▶ Documento fuente
□ □ □

Supongamos que un líder te ordena hacer algo que sabes que está prohibido para la ley judía. ¿Debes obedecerlo? La respuesta es un “no” rotundo. El Talmud lo expresa en forma de pregunta retórica: “Al enfrentarte a la decisión de obedecer al amo (Di-s) o al discípulo (un líder humano), ¿a quién debes obedecer?”.5

Luego está la gran idea judía de cuestionar de manera activa y “argumentar por el bien del cielo”. Los padres están obligados, y los maestros invitados, a hacer que los niños pregunten. La enseñanza judía tradicional está diseñada para que tanto el maestro como el discípulo entiendan que hay más de una visión posible de toda cuestión de la ley judía y múltiples interpretaciones (el número tradicional es setenta) de los versos bíblicos. El judaísmo es único porque prácticamente todos sus textos canónicos (el Midrash, la Mishná y la Gemará) son antologías de argumentos (un rabino dice esto, un rabino dice aquello) o están rodeados de múltiples comentarios, cada uno con su propia perspectiva.

□ □ □

▶ Material proporcionado
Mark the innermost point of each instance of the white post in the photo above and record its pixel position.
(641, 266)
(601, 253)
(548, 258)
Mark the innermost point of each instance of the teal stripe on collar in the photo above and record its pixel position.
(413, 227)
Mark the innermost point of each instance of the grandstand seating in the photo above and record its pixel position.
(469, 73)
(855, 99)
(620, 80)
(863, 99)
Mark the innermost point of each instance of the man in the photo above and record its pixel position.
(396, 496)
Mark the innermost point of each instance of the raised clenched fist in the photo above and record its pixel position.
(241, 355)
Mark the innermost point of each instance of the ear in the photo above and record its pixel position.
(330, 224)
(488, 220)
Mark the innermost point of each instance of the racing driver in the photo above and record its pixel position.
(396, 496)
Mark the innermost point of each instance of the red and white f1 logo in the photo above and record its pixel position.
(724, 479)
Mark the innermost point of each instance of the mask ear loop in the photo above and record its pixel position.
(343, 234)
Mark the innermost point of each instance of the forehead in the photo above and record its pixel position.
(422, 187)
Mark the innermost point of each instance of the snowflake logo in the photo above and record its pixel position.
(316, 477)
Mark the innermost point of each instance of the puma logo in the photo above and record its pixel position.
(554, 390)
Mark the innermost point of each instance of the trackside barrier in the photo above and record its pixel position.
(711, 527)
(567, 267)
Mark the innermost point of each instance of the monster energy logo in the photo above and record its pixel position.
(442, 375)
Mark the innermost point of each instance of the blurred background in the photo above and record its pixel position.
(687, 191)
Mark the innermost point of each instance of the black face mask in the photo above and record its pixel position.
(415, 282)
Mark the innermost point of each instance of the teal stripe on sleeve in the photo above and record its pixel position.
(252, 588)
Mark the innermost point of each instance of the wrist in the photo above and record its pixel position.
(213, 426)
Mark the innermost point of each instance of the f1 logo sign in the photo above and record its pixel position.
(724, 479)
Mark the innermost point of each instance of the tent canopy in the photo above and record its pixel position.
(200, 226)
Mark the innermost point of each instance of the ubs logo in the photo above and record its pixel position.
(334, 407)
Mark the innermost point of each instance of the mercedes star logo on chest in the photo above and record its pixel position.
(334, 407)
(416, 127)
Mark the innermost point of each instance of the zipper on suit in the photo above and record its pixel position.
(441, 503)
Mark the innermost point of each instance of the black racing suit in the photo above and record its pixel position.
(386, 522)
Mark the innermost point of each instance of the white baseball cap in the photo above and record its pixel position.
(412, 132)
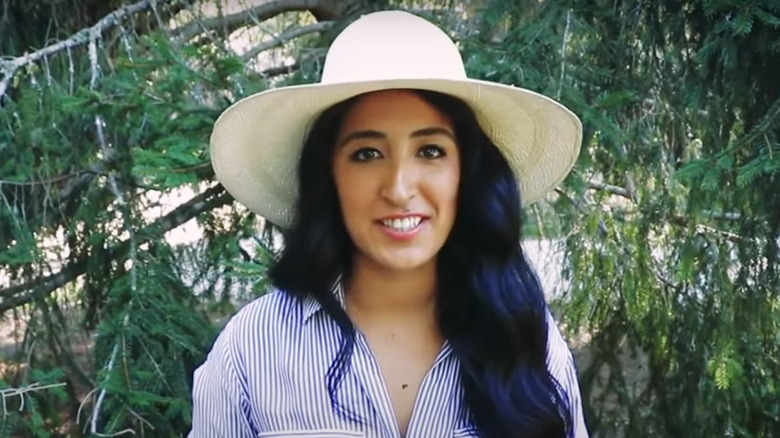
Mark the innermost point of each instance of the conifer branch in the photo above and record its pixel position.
(84, 36)
(24, 293)
(262, 12)
(285, 37)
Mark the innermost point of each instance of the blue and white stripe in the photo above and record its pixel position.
(265, 377)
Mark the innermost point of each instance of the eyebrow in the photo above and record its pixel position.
(372, 134)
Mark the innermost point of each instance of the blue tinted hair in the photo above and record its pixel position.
(490, 303)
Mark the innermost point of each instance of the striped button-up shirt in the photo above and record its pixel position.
(265, 377)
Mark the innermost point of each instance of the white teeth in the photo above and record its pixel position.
(405, 224)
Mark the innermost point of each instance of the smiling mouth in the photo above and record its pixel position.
(403, 225)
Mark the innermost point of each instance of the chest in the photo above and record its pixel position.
(393, 393)
(404, 360)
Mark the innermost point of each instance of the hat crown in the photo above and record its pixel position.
(392, 45)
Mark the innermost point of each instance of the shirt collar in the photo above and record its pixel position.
(311, 306)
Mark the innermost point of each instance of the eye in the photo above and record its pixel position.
(365, 154)
(431, 151)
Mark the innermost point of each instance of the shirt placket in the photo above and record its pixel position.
(434, 412)
(369, 376)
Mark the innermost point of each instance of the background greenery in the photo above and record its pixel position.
(120, 256)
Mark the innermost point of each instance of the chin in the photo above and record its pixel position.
(404, 262)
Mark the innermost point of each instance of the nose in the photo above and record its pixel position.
(398, 184)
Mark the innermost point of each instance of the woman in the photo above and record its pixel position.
(404, 305)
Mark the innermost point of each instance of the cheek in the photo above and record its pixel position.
(354, 195)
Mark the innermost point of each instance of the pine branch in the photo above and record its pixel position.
(285, 37)
(265, 11)
(24, 293)
(615, 190)
(9, 68)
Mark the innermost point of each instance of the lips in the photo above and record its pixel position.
(402, 224)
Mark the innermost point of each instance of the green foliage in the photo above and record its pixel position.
(680, 109)
(670, 221)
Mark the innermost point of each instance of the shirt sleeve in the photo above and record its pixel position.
(560, 362)
(220, 402)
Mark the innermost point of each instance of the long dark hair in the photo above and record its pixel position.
(490, 307)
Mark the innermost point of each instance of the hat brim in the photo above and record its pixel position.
(256, 143)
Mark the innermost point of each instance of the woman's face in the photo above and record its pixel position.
(396, 168)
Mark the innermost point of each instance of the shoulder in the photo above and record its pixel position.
(560, 363)
(560, 360)
(262, 323)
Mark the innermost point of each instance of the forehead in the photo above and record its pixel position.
(392, 109)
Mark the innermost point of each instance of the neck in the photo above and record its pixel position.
(382, 293)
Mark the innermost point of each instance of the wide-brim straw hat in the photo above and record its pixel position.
(256, 143)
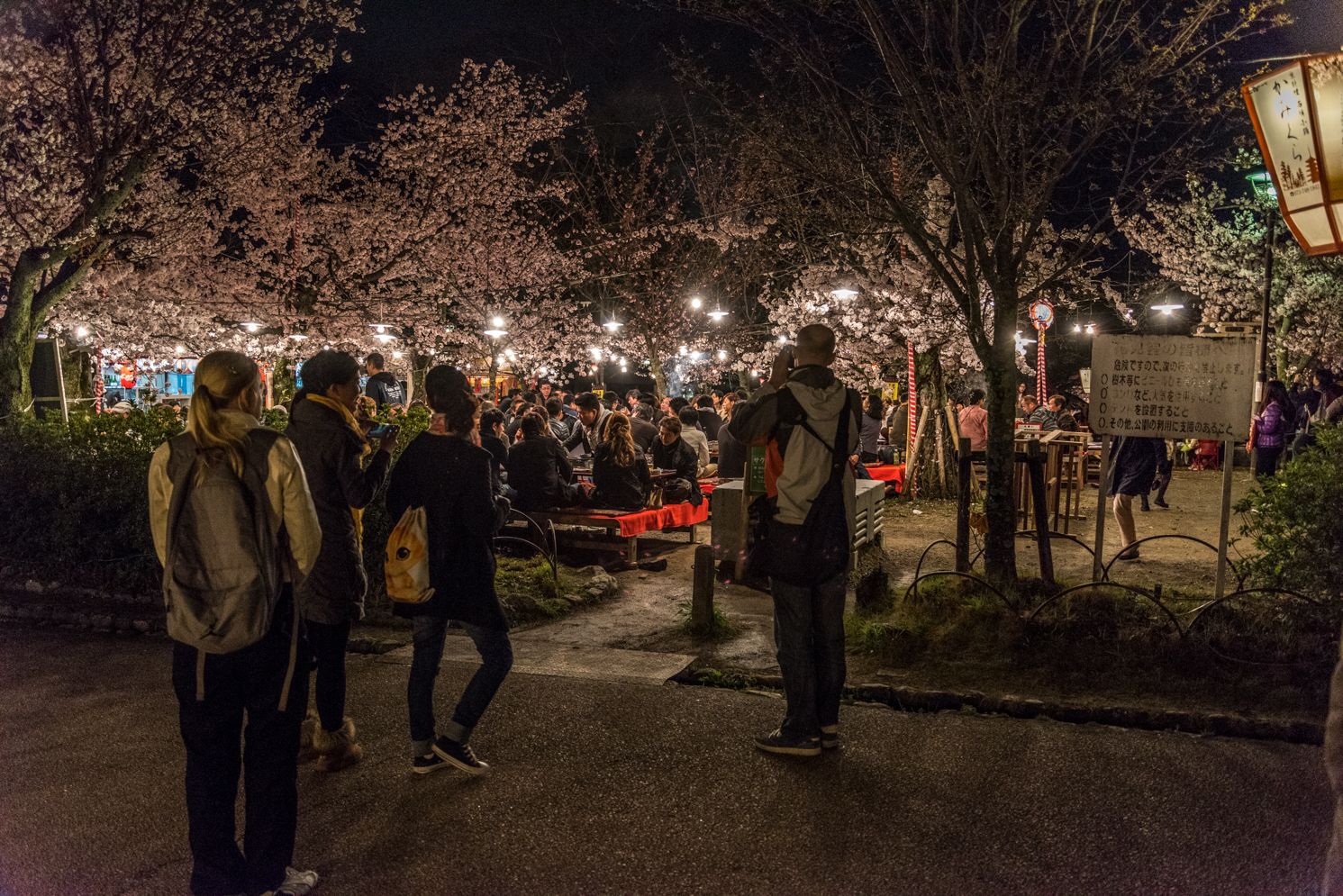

□ □ □

▶ Instrucciones de trabajo
[a] Enumera los textos canónicos del judaísmo que se nombran entre paréntesis en el texto sobre la ley judía.
[b] Pasa al inglés esta oración del texto sobre la ley judía: «Los padres están obligados, y los maestros invitados, a hacer que los niños pregunten».
[c] Retoma el texto sobre la ley judía y prosíguelo a partir de su última oración.

▶ Respuestas por tarea
[a] El Midrash, la Mishná y la Gemará.

[b] Parents are obligated, and teachers invited, to get children to ask questions.

[c]
El mismo acto de aprendizaje para el judaísmo rabínico se concibe como un debate activo, una forma de combate de gladiadores de la mente: “Incluso un maestro y su discípulo, incluso un padre y su hijo, cuando se sientan a estudiar la Torá juntos se convierten en enemigos el uno del otro. Pero no se mueven de donde están hasta no quererse el uno al otro”.6 De ahí el dicho del Talmud: “Mucho he aprendido de mi maestro, más de mis colegas, pero aún más de mis alumnos”.7 Por lo tanto, además de la reverencia que debemos a nuestros maestros, les debemos también nuestros mayores esfuerzos de cuestionar y desafiar sus ideas. Esto es esencial para la idea rabínica del aprendizaje cómo una búsqueda colaborativa de la verdad.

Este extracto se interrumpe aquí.